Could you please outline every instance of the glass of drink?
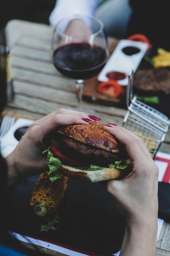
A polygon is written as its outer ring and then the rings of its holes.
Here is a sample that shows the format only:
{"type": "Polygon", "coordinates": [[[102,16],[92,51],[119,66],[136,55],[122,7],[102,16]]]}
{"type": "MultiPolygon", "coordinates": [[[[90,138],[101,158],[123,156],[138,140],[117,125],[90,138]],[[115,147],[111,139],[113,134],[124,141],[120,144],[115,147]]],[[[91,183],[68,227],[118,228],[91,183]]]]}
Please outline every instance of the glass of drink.
{"type": "Polygon", "coordinates": [[[93,17],[75,15],[61,20],[54,28],[51,55],[56,68],[76,81],[77,110],[84,111],[84,81],[102,69],[109,56],[103,23],[93,17]]]}

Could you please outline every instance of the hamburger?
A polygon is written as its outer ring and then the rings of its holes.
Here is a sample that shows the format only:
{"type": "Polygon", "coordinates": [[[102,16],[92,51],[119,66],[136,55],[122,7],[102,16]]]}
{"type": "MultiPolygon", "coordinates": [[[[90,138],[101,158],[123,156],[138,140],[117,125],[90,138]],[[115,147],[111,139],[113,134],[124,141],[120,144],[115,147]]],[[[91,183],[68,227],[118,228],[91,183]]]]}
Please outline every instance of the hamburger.
{"type": "Polygon", "coordinates": [[[124,146],[104,125],[67,125],[54,133],[51,146],[43,153],[47,153],[52,181],[64,175],[95,182],[122,179],[131,171],[124,146]]]}

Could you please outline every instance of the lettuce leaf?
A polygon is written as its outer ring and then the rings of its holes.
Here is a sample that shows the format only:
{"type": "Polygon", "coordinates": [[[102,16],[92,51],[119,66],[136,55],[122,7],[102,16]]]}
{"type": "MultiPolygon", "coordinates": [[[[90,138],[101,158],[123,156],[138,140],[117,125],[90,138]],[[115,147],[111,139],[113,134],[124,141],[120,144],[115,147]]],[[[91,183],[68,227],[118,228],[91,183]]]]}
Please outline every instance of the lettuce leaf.
{"type": "Polygon", "coordinates": [[[120,160],[120,161],[116,161],[114,164],[109,165],[109,167],[116,167],[118,169],[123,170],[128,167],[128,164],[126,160],[120,160]]]}
{"type": "Polygon", "coordinates": [[[82,171],[97,171],[97,170],[102,170],[103,169],[102,167],[100,167],[98,165],[95,164],[88,164],[87,166],[83,166],[81,167],[78,167],[78,169],[80,169],[82,171]]]}
{"type": "Polygon", "coordinates": [[[58,228],[60,220],[60,217],[59,216],[58,213],[57,212],[55,216],[52,220],[50,220],[47,218],[48,224],[46,225],[40,224],[40,231],[48,232],[50,230],[56,230],[58,228]]]}
{"type": "Polygon", "coordinates": [[[50,176],[50,180],[53,182],[56,180],[61,178],[60,169],[62,163],[60,159],[55,157],[50,150],[50,147],[44,151],[42,154],[44,155],[46,153],[47,154],[48,166],[50,169],[49,175],[50,176]]]}

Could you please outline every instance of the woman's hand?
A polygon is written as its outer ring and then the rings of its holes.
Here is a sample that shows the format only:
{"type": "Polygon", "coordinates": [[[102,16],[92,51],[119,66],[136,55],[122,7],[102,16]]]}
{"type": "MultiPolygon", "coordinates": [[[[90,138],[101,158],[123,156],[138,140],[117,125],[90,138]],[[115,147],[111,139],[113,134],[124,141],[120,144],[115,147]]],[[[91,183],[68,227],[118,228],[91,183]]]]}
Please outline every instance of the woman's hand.
{"type": "Polygon", "coordinates": [[[122,127],[105,126],[125,146],[132,171],[121,180],[106,182],[126,222],[121,255],[153,256],[157,245],[158,168],[142,140],[122,127]]]}
{"type": "MultiPolygon", "coordinates": [[[[47,158],[42,155],[42,153],[49,146],[51,134],[59,126],[87,123],[92,121],[91,117],[93,117],[82,112],[60,109],[34,121],[29,127],[15,150],[6,158],[8,167],[9,186],[18,181],[16,169],[23,177],[36,175],[49,170],[47,158]]],[[[97,120],[97,118],[94,118],[97,120]]]]}

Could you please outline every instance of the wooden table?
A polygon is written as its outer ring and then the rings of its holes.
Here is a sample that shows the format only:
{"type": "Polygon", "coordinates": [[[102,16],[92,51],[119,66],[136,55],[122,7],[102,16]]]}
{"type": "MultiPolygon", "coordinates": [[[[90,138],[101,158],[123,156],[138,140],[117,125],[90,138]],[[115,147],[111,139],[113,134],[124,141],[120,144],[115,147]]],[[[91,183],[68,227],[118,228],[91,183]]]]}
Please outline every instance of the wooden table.
{"type": "MultiPolygon", "coordinates": [[[[22,20],[12,20],[8,23],[14,98],[7,104],[4,114],[7,112],[16,119],[22,117],[36,119],[59,108],[76,107],[74,81],[60,74],[51,60],[52,31],[48,25],[22,20]]],[[[84,101],[83,103],[94,109],[105,124],[110,122],[121,126],[127,111],[95,102],[84,101]]],[[[170,153],[170,144],[169,129],[160,151],[170,153]]],[[[170,224],[165,222],[155,255],[170,255],[170,224]]]]}

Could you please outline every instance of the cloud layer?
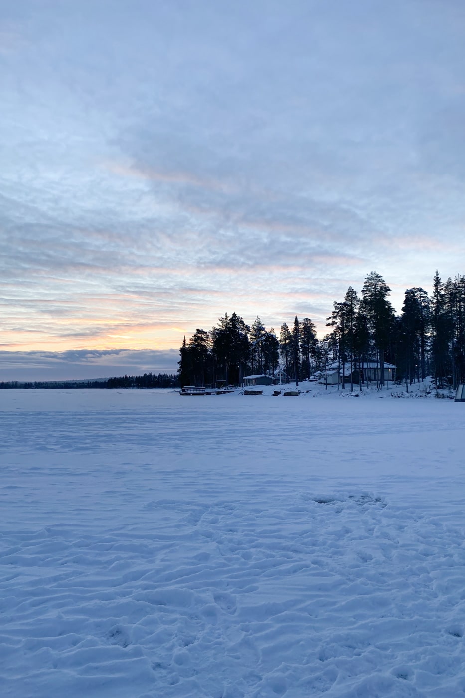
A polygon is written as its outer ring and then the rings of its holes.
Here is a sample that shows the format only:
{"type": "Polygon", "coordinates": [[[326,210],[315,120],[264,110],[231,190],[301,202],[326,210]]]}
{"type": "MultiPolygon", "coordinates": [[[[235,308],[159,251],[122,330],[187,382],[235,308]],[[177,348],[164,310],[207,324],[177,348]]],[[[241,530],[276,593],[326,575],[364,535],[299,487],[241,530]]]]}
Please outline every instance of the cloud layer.
{"type": "Polygon", "coordinates": [[[323,331],[376,269],[463,272],[460,0],[0,9],[0,343],[178,347],[236,310],[323,331]]]}

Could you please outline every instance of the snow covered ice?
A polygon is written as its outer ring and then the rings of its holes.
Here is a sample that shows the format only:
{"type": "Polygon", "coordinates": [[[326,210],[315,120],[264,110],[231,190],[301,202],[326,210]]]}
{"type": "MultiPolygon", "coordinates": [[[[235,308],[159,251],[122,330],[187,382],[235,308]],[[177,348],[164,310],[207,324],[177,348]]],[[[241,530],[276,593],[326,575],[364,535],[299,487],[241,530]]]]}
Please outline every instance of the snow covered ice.
{"type": "Polygon", "coordinates": [[[383,394],[0,391],[2,696],[463,695],[465,406],[383,394]]]}

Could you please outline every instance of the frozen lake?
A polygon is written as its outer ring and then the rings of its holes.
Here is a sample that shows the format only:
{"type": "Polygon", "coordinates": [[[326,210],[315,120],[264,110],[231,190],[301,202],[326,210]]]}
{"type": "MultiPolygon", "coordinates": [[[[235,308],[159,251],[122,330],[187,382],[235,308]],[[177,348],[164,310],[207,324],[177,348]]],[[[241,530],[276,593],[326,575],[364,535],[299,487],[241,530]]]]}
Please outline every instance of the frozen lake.
{"type": "Polygon", "coordinates": [[[0,391],[17,698],[465,692],[465,406],[0,391]]]}

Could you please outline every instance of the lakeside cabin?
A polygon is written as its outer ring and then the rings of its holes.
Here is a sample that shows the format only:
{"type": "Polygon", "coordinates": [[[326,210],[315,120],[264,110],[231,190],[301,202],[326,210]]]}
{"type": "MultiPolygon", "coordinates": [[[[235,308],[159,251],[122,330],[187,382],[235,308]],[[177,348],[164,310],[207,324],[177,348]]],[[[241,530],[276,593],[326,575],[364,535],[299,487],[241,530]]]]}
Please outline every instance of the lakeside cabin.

## STATED GOAL
Return every line of the lines above that contains the word "lettuce", matching case exactly.

## FULL ANSWER
Could you please outline every instance of the lettuce leaf?
Please outline every instance of the lettuce leaf.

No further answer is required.